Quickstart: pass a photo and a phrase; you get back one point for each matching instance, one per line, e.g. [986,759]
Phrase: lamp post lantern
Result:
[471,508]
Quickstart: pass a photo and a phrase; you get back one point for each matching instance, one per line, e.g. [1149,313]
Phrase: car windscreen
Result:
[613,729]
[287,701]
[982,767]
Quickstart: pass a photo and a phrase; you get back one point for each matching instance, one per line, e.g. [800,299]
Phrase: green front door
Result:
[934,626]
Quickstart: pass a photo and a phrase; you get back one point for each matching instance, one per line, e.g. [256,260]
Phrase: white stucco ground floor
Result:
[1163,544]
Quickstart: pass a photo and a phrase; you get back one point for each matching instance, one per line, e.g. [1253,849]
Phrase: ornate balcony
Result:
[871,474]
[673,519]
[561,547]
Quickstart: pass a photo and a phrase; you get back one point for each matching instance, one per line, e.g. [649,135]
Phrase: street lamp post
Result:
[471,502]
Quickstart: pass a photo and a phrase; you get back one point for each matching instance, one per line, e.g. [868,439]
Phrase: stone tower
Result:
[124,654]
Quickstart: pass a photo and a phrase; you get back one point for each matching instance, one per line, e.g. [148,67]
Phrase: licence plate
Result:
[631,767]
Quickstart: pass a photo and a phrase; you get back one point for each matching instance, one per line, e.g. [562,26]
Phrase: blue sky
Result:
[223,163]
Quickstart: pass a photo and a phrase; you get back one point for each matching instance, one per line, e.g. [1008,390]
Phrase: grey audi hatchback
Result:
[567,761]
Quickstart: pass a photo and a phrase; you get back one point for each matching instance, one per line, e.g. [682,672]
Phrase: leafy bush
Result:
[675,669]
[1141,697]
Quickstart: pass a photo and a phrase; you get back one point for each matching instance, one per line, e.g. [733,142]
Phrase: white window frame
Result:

- **PROBLEM TO SOLVE**:
Extract every line of the data above and reproduce each one character for character, in the same order.

- **RIGHT ANSWER**:
Quickstart: pass a photo and a phrase; you get back one point for each matching instance, one per line, e.g. [986,759]
Phrase: lamp post lantern
Result:
[471,508]
Quickstart: pass a photo and a phrase; you get back one point for each matching instance, one per line, e.g. [1149,313]
Phrase: car windscreen
Result:
[613,729]
[287,701]
[982,767]
Quickstart: pass a photo and a phrase; you get back one point for each matching instance, one per line, e.g. [800,299]
Phrase: green front door
Result:
[934,626]
Quickstart: pass a photo and a phrase; you get back one point for each matching instance, one per line, e.g. [256,260]
Phrase: white stucco ground floor
Result:
[1163,544]
Quickstart: pass a photo and a phrase; you get back one point for each matching instance, one per line, e.g. [1253,849]
Phrase: ornate balcony
Result:
[871,474]
[673,519]
[561,547]
Quickstart: pass a photo and a phrase; you get back one point for each matching instance, one per line, e.g. [649,135]
Phrase: street lamp post
Result:
[471,502]
Quickstart: pass a photo and a phrase; you get back one point for each matching instance, one per line, e.g. [868,439]
Phrase: stone tower
Result:
[124,654]
Quickstart: pass a photo and a phrase; you get back one point for each matching instance, one per line, e.g. [148,67]
Phrase: licence plate
Result:
[631,767]
Quickstart: pass a photo and a phrase; you get back one point for each matching instance, one per line, e.g. [562,26]
Phrase: blue sky
Result:
[223,163]
Quickstart: pass a photo and a phrase; you get back one point for each matching instance, one per line, e.g. [1008,390]
Phrase: grey audi hatchback
Result:
[567,761]
Quickstart: pass a photo and a phrase; you get back one point for each matching instance, one per line, e.g. [682,672]
Phrase: leafy bush
Result:
[675,669]
[1141,697]
Quickstart: pass a photo and a phrase; you get back one point for each matching instance, one per line, e.g. [733,142]
Phrase: white window frame
Result:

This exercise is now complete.